Each line below should be restated word for word.

[Stored records]
--- START ---
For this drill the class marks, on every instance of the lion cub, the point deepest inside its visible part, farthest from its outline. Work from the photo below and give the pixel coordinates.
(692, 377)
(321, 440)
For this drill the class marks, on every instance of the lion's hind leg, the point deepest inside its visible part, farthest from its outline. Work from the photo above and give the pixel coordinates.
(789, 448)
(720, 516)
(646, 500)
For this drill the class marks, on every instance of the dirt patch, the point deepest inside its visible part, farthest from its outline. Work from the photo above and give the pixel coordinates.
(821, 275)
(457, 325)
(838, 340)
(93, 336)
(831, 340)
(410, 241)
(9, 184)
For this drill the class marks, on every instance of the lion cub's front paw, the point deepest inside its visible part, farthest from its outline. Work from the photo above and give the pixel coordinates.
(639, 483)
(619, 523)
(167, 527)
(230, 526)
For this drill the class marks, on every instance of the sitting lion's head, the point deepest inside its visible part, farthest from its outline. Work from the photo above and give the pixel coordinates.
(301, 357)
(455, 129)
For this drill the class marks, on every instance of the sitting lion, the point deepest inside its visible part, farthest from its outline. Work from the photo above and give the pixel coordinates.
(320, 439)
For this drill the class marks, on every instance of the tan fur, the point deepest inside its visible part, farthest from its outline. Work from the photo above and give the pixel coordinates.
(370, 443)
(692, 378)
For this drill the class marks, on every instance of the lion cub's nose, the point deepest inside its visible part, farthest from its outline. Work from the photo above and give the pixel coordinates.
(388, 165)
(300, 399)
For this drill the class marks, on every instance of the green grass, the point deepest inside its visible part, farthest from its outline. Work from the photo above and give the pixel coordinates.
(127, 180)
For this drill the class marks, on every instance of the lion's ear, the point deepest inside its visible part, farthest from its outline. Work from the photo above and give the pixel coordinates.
--- END ---
RESULT OF THIS TASK:
For this drill the class marks, on every instance of the lion cub, the point deepest inside its visible part, farthest from its outline. Work from the photo below and give the pixel coordinates.
(692, 377)
(321, 440)
For this drill the class marks, on every instance of the lion's hind leg, the point deepest inside its visible part, farthest from its outline. Work from the photo above and give the pixel coordinates.
(789, 448)
(720, 516)
(646, 500)
For this drill the class marks, on every instance of the dirt patch, the point deepest inside its visible part, farthest from its outline. Work from the photo above and give the pixel coordinates.
(821, 275)
(457, 325)
(838, 340)
(93, 336)
(831, 340)
(410, 241)
(9, 184)
For this drill the class marks, on every instance of the lion cub's front paw, the point deepest inside its visible part, farthest from its outline. Work from the photo above and give the pixel coordinates.
(639, 483)
(619, 523)
(167, 527)
(230, 526)
For this drill the class marks, on every instance of the sitting lion's head, the point deepest inside its visible part, farthest from its outline. Work from the photo above and give the pixel coordinates.
(301, 357)
(455, 129)
For this drill the class marks, on every instance of the sitting lion, the point deepest inside its visible part, farthest from its outline. Work from the photo above and give the pixel coordinates.
(320, 439)
For this drill the class marks, on every instance of the tan fur, the point deepest inside its visible part, farthest from its outline. Work from the photo above and give the pixel coordinates.
(370, 443)
(692, 378)
For this drill the class marks, on every instance of the lion cub's nose, the point deepest inside its visible part, farthest from its outline. Work from the photo above and give the pixel coordinates.
(388, 165)
(300, 399)
For this drill the class marks, on every instance of the green grass, the point deepest inside its visible part, farthest from its outline. Work from the photo above and give the pixel coordinates.
(127, 180)
For this drill the class marks, on every instance of the lion's ear, the point deepest inside its visible part, farthest from its outline. Work from the photo above and give the pixel coordinates.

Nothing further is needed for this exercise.